Texte fourni
::::
Les cabanes en bois exportées sont fabriquées pour être utilisées au sol, elles sont installées sur des aires de jeux et dans des parcs et ne flottent pas dans les cimes des arbres. Mais elles ont le style Bergmann caractéristique avec beaucoup de charme brut. Les surfaces ne sont pas méticuleusement lissées. «Nous ne faisons que poncer le bois», dit Jürgen, «car il absorbe ensuite la peinture complètement différemment.» On doit garder la sensation d'un matériau naturel résistant aux intempéries. Les enfants doivent faire l'expérience et toucher du bois véritable. C'est le chef qui le dit. Même si ses idées et ses constructions sont encore farfelues: pour lui elles représentent de vraies missions sérieuses.
Jürgen vient d'une famille de jardiniers à Zittau, plus au sud en Saxe. C'est pourquoi il a toujours eu affaire au bois, même à l'époque de la RDA quand ce n'était pas une évidence. Quand il était jeune, il a commencé à sculpter et a très vite pu vendre des masques et des figurines sur les marchés d'artisanat. Au cours de son apprentissage en sylviculture, il a eu accès à une tronçonneuse. Le week-end, il se retrouvait avec d'autres artistes amateurs dans le «Groupe de conception en bois», ils créaient des sculptures pour les aires de jeux ou les parcs des petites villes – et Jürgen a eu ensuite le droit d'intégrer un apprentissage de sculpteur de bois. Au milieu des années 80, bien avant la réunification, il a reprit la très ancienne ferme sur la Neisse. À l'autre bout du monde, à l'époque. Il a tout construit lui-même, avec une ancienne scie ruban qui lui a permis de fabriquer chaque planche.
::::
Matériel fourni
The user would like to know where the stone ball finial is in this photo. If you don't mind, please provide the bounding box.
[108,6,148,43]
::::
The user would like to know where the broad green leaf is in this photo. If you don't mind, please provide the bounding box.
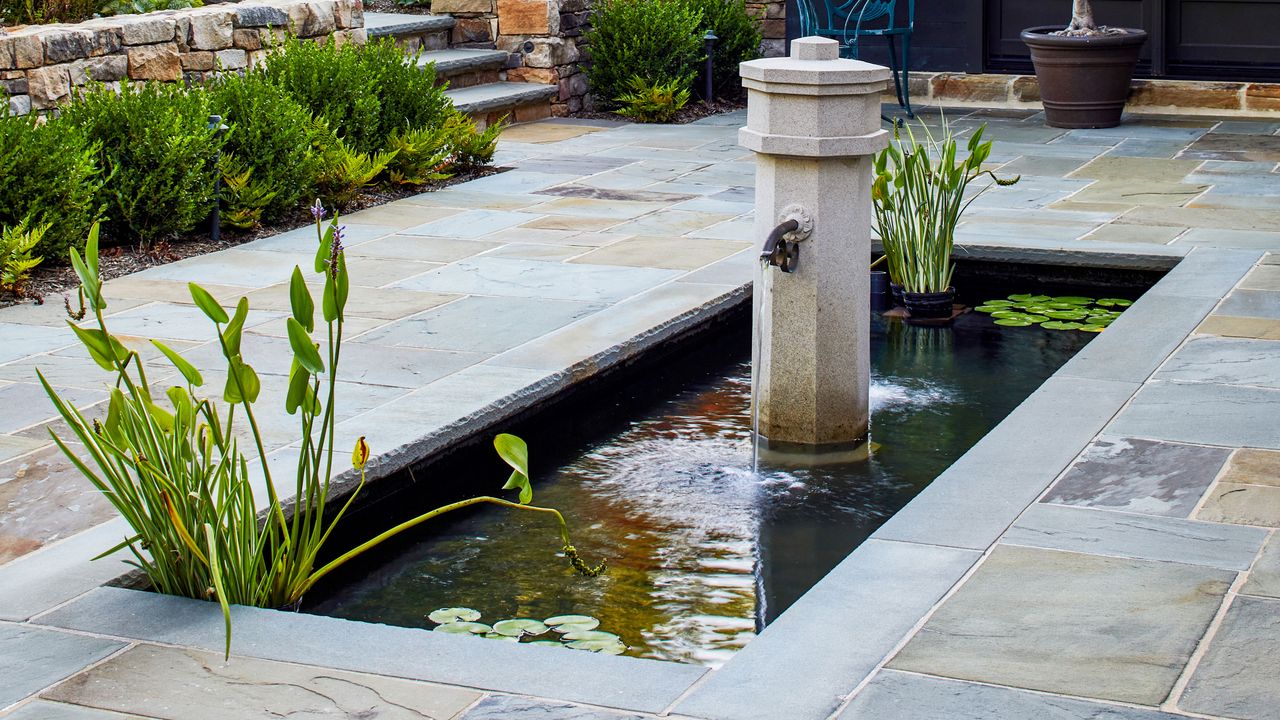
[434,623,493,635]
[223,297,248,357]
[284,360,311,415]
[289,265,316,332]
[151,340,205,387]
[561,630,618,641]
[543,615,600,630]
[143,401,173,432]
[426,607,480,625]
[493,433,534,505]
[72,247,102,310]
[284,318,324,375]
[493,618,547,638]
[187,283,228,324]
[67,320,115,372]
::::
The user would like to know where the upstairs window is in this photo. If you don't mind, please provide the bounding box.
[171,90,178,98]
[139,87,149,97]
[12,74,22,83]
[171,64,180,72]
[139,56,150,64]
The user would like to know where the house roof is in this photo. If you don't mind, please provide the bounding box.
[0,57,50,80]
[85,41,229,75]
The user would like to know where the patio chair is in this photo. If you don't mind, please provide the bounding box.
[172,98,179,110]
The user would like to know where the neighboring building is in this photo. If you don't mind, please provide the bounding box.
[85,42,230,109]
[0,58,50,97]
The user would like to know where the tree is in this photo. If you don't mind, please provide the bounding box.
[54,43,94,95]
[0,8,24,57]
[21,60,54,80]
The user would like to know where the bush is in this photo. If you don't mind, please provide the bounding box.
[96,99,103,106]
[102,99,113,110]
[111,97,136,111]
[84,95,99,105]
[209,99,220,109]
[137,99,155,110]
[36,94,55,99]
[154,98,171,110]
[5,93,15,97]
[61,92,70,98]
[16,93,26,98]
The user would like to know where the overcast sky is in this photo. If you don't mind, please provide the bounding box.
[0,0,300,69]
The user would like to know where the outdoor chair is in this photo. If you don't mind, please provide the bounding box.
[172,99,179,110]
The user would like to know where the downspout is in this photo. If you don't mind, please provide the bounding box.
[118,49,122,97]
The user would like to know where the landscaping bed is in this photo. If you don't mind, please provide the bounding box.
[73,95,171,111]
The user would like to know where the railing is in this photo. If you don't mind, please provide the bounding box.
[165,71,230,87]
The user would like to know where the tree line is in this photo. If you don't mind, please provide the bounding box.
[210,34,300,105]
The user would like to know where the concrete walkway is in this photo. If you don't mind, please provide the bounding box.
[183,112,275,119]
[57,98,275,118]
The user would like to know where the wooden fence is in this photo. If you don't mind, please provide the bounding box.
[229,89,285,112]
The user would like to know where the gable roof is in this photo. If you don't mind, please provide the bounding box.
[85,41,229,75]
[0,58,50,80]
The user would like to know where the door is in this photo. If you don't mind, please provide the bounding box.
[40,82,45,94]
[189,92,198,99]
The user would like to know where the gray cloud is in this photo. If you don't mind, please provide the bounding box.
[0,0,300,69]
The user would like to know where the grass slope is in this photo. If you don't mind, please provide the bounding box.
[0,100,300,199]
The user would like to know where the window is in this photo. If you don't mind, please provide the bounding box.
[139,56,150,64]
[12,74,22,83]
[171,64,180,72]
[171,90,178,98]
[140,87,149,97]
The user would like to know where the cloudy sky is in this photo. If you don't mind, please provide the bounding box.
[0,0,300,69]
::::
Tâches à réaliser
A. Réécrivez le passage du texte fourni allant de « Les cabanes en » jusqu'à « vraies missions sérieuses. », en y remplaçant « cabanes » par « maisonnettes ».
B. Selon le texte fourni, de quelle ville vient la famille de jardiniers de Jürgen ?

Réponses
A.
Les maisonnettes en bois exportées sont fabriquées pour être utilisées au sol, elles sont installées sur des aires de jeux et dans des parcs et ne flottent pas dans les cimes des arbres. Mais elles ont le style Bergmann caractéristique avec beaucoup de charme brut. Les surfaces ne sont pas méticuleusement lissées. «Nous ne faisons que poncer le bois», dit Jürgen, «car il absorbe ensuite la peinture complètement différemment.» On doit garder la sensation d'un matériau naturel résistant aux intempéries. Les enfants doivent faire l'expérience et toucher du bois véritable. C'est le chef qui le dit. Même si ses idées et ses constructions sont encore farfelues: pour lui elles représentent de vraies missions sérieuses.

B. Elle vient de Zittau, en Saxe.